• **Goal of the exercise**
Without including any images, please transcribe all the lines below exactly.

• **Data shown**
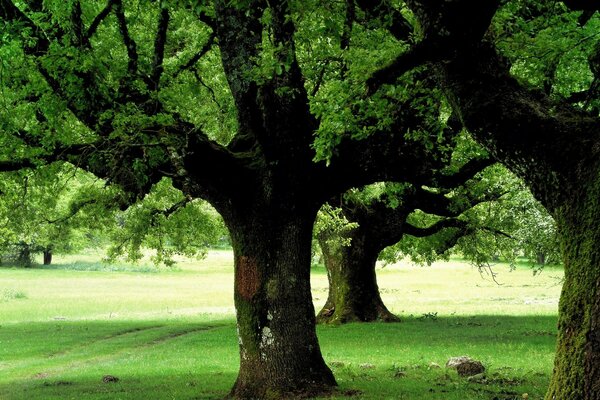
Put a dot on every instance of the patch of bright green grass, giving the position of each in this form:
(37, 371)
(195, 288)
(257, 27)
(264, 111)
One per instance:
(171, 335)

• **Answer space**
Put a dot on every instance of the patch of bright green grass, giving the position of each in this form:
(37, 371)
(195, 288)
(257, 27)
(264, 111)
One per instance:
(171, 335)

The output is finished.